Repeat the entire listing exactly.

* begin SUPPLIED DATA *

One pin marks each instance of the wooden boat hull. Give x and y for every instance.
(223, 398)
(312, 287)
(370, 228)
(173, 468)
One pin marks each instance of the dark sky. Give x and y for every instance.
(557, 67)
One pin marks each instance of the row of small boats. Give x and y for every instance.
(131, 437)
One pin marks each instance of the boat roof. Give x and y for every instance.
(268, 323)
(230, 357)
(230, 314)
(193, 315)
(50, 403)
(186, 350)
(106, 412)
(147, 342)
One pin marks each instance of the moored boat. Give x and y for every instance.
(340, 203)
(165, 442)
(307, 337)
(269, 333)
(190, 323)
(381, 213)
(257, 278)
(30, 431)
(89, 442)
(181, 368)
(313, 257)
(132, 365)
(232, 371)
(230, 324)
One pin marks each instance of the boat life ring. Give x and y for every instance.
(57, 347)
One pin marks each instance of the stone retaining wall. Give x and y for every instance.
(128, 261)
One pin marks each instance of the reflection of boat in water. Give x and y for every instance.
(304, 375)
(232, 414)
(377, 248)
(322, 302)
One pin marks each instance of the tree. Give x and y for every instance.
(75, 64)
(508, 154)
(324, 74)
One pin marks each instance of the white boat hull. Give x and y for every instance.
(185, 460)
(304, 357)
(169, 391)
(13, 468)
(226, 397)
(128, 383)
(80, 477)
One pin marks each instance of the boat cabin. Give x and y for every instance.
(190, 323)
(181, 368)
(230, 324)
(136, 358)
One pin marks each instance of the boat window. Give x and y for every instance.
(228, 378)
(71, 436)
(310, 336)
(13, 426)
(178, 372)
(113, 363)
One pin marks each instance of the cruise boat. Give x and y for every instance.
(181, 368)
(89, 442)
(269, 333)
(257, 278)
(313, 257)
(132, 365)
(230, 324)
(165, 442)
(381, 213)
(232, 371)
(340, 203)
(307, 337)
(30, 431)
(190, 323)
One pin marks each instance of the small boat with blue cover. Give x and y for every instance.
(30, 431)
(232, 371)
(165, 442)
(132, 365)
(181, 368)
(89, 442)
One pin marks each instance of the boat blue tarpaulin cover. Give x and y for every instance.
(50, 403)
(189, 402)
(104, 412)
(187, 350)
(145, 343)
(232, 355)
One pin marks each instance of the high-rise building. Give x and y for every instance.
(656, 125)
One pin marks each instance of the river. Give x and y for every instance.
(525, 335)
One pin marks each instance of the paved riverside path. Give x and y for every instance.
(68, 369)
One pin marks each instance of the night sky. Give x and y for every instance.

* end SUPPLIED DATA *

**SOLUTION TO THE EXERCISE:**
One pin marks each instance of the wooden boat hull. Give x and y for every instance.
(223, 398)
(312, 287)
(370, 228)
(173, 468)
One pin marks each instance of the dark sky. Give x and y for every instance.
(557, 67)
One pin marks each instance of the row of small boats. Give x and y for every instance.
(131, 437)
One pin marks each instance of the boat roof. Give x and y for every instance.
(268, 323)
(230, 357)
(230, 314)
(193, 315)
(50, 403)
(186, 350)
(106, 412)
(147, 342)
One pin marks each instance of the moored boat. Give x and y for every instance.
(340, 203)
(165, 442)
(307, 337)
(269, 333)
(190, 323)
(381, 213)
(257, 278)
(30, 431)
(89, 442)
(181, 368)
(313, 257)
(132, 365)
(232, 371)
(230, 324)
One pin marks each instance of the boat life ring. Give x and y for every instance.
(57, 347)
One pin marks each instance of the stone retaining wall. Give x and y for every instance.
(128, 261)
One pin marks each instance of the reflection of boat in water. Give x and y for every instance.
(304, 375)
(232, 414)
(377, 248)
(322, 302)
One pin marks each instance of the tree. Give x and y for every instance.
(75, 64)
(508, 154)
(324, 74)
One pin marks each instance of the white boat hull. Give x and y for every instance.
(185, 460)
(304, 357)
(169, 391)
(13, 468)
(226, 397)
(128, 383)
(80, 477)
One pin marks each instance of the boat cabin. Give x and y for every instance.
(190, 323)
(181, 368)
(230, 324)
(136, 358)
One pin marks each instance of the boat window. Give x and y for every instance.
(228, 378)
(71, 436)
(310, 336)
(13, 426)
(178, 372)
(113, 363)
One pin marks each instance of the cruise boat. Give x and y for every instance.
(181, 368)
(89, 442)
(269, 333)
(257, 278)
(313, 257)
(132, 365)
(230, 324)
(165, 442)
(381, 213)
(232, 371)
(340, 203)
(307, 337)
(30, 431)
(190, 323)
One pin marks each instance of the small boat with blue cover. Give x and y for every instance.
(30, 431)
(232, 371)
(165, 442)
(132, 365)
(181, 368)
(89, 442)
One pin marks each instance of the boat blue tarpaulin cover. Give x and y for every instance.
(50, 403)
(189, 402)
(104, 412)
(187, 350)
(145, 343)
(232, 355)
One pin marks each instance of the high-rise building. Give x and y for every instance.
(656, 125)
One pin marks each instance of the river. Give x and y for every instance.
(525, 335)
One pin marks each instance of the paved riverside path. Give x and y for every instance.
(68, 369)
One pin marks each instance of the night sky. Give x and y for every instance.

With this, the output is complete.